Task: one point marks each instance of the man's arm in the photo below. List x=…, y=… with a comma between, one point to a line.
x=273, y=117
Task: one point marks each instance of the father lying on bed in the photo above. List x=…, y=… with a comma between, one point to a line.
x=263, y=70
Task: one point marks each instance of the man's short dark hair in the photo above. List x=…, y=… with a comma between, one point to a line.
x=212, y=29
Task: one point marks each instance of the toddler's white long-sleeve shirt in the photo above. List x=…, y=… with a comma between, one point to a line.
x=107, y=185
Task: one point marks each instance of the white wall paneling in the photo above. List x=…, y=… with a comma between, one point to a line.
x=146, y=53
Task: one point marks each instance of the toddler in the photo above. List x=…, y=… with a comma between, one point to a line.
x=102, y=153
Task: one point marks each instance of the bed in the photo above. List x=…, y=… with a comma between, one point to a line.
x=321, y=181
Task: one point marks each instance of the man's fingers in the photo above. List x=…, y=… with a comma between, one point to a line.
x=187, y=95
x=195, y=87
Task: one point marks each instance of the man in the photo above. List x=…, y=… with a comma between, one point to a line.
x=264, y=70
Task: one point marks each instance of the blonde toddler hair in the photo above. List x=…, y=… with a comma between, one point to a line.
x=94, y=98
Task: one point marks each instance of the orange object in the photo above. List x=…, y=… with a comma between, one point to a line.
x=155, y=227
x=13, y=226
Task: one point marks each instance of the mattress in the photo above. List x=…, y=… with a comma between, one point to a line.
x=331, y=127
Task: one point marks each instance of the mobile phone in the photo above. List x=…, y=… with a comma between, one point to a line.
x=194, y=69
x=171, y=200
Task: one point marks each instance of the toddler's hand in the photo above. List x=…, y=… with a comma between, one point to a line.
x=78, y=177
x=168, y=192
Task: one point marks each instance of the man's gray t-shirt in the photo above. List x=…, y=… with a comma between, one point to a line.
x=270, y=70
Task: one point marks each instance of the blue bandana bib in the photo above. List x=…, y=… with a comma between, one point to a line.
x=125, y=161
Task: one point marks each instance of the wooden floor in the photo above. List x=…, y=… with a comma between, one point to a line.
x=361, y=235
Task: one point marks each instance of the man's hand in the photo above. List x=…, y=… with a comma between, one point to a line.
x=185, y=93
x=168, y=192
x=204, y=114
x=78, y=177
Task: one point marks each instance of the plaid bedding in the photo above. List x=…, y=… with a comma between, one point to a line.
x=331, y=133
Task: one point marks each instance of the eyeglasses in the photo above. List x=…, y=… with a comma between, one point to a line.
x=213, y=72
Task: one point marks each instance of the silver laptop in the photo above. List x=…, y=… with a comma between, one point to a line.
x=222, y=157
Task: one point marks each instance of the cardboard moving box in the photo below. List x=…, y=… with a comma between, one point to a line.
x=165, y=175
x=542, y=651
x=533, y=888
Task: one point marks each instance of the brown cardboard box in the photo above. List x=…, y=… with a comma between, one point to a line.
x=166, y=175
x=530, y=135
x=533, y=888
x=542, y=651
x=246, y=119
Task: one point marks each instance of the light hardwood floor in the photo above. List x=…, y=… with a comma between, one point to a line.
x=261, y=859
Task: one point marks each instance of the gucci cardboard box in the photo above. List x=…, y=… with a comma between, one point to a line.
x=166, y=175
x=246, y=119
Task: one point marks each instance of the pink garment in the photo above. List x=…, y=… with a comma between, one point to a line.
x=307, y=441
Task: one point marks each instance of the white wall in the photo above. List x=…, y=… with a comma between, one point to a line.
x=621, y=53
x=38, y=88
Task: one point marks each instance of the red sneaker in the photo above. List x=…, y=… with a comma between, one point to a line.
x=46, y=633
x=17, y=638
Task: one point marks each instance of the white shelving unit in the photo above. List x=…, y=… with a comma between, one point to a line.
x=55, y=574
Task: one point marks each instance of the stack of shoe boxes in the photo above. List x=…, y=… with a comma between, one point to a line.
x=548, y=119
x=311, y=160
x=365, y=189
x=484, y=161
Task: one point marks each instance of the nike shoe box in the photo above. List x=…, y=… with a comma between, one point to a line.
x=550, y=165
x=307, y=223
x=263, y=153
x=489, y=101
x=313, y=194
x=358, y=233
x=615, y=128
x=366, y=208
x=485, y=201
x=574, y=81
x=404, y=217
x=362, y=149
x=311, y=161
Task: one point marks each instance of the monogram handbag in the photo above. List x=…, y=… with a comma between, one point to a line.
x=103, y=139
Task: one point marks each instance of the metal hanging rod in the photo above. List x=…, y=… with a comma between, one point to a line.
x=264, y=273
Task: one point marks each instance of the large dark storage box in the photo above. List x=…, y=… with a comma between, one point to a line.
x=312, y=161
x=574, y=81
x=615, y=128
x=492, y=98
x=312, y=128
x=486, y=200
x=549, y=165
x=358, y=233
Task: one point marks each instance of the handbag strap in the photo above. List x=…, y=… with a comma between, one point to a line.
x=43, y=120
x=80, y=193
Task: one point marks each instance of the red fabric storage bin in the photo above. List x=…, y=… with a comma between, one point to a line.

--------------------

**Given task**
Repeat all the records above, changing every "one point to a line" to "one point per line" and leaving the rest as it is.

**Result for this task**
Task: one point marks each instance of the man's arm in the photo below. List x=…, y=… with a comma between, one point per line.
x=273, y=117
Task: one point marks each instance of the father lying on bed in the photo above. List x=…, y=… with a comma between, one point per line.
x=263, y=70
Task: one point marks each instance of the man's short dark hair in the photo above. List x=…, y=… with a comma between, one point per line.
x=212, y=29
Task: one point marks each instance of the toddler's white long-sleeve shirt in the photo above. List x=…, y=… with a comma between, one point per line.
x=107, y=185
Task: one point marks each instance of the white wall paneling in the photo above. List x=…, y=… with a comma between, one point per line.
x=146, y=53
Task: one point marks each instance of the toddler in the photo above. List x=…, y=… with a comma between, one point per line.
x=102, y=153
Task: one point marks each instance of the bed in the photo above. List x=…, y=… with a comma between, one point per line.
x=321, y=181
Task: one point marks each instance of the man's fingers in the photo above. List x=…, y=… with a comma between, one point per line.
x=187, y=95
x=195, y=87
Task: one point marks each instance of the man in the photo above. List x=…, y=… with a comma between, one point per line.
x=264, y=70
Task: one point marks each instance of the blonde toddler hair in the photo above. List x=…, y=… with a comma between, one point per line.
x=94, y=98
Task: one point marks each instance of the orange object in the photo above. List x=…, y=… with a comma between, one point per line.
x=155, y=227
x=13, y=226
Task: one point marks each instance of the mattress in the photo above. List x=…, y=… with a comma between, one point per line.
x=331, y=127
Task: one point marks each instance of the mobile phone in the photo above. List x=…, y=… with a comma between, one point per line.
x=194, y=69
x=171, y=200
Task: one point marks each instance of the toddler's hand in the photo above. List x=…, y=… with a comma between, one point per line.
x=78, y=177
x=168, y=192
Task: one point marks each instance of the man's gray t-shirt in the photo above. List x=…, y=… with a comma between, one point per line.
x=270, y=70
Task: one point marks each instance of the blue bandana bib in the photo above. List x=…, y=… with a comma between, one point per line.
x=125, y=161
Task: one point marks each instance of the wooden floor in the photo above. List x=…, y=… with a comma between, one point per line.
x=361, y=235
Task: one point marks each instance of the man's hand in the photo above. List x=…, y=… with a comma between, one point per line.
x=185, y=93
x=168, y=192
x=204, y=114
x=78, y=177
Task: one point marks each instance of the plaid bedding in the photo above. List x=…, y=… with a comma between, one point per line.
x=331, y=133
Task: one point marks each instance of the eyeglasses in the photo above. List x=…, y=… with a comma between, one point per line.
x=213, y=72
Task: one point marks each instance of the silver laptop in the photo above. List x=…, y=… with a comma between, one point per line.
x=222, y=157
Task: one point marks each instance of the cardboard moving box in the photo below. List x=…, y=… with a comma between, one point per line.
x=165, y=175
x=542, y=651
x=533, y=888
Task: one point marks each instance of the brown cardboard box in the photo above. List x=…, y=… with a comma between, one point per line.
x=166, y=175
x=530, y=135
x=533, y=888
x=542, y=651
x=246, y=119
Task: one point marks each instance of the light hardwood floor in the photo above. List x=…, y=… with a comma between, one point per line.
x=261, y=859
Task: one point marks each instance of the gucci cardboard box in the photo above. List x=…, y=… with a comma between, one point per line.
x=166, y=175
x=246, y=119
Task: one point marks each instance of the pink garment in the photo above. List x=…, y=… with a comma between, one point per line.
x=307, y=441
Task: one point marks each instance of the white wall in the photo above. List x=…, y=… with a comma between, one point per line.
x=621, y=53
x=38, y=88
Task: one point marks each instance of the red sneaker in the photo above. List x=…, y=… with a comma between, one point per line.
x=46, y=633
x=17, y=638
Task: one point marks each instance of the white shelving unit in the photo above. List x=…, y=… with a comma between, one point per line.
x=55, y=574
Task: one point marks each instance of the stack of shoe boxes in the photo above. List x=…, y=… with a comma between, one point per line.
x=548, y=119
x=311, y=160
x=365, y=189
x=484, y=161
Task: one point marks each instance of the nike shoe box in the photo above. List x=…, y=… with a comma between, one point per line.
x=550, y=165
x=307, y=223
x=263, y=153
x=489, y=101
x=313, y=194
x=358, y=233
x=615, y=128
x=366, y=208
x=485, y=201
x=574, y=81
x=404, y=217
x=362, y=149
x=311, y=161
Task: one point marks each instance of the monogram handbag in the photo above. List x=…, y=… with a comma between, one point per line.
x=103, y=139
Task: one point marks each instance of the metal hanging rod in the photo above. List x=…, y=… with a comma between, one point per line.
x=264, y=273
Task: one point marks each instance of the large dark storage box in the photo above. List x=…, y=… with a comma between, one point per line.
x=312, y=161
x=574, y=81
x=615, y=128
x=492, y=98
x=312, y=128
x=486, y=200
x=549, y=165
x=358, y=233
Task: one point marks each instance of the handbag strap in the photo above. List x=…, y=… with a comma between, one point per line.
x=43, y=120
x=80, y=193
Task: one point marks each instance of the red fabric storage bin in the photo above. List x=…, y=… with a comma between, one point per line.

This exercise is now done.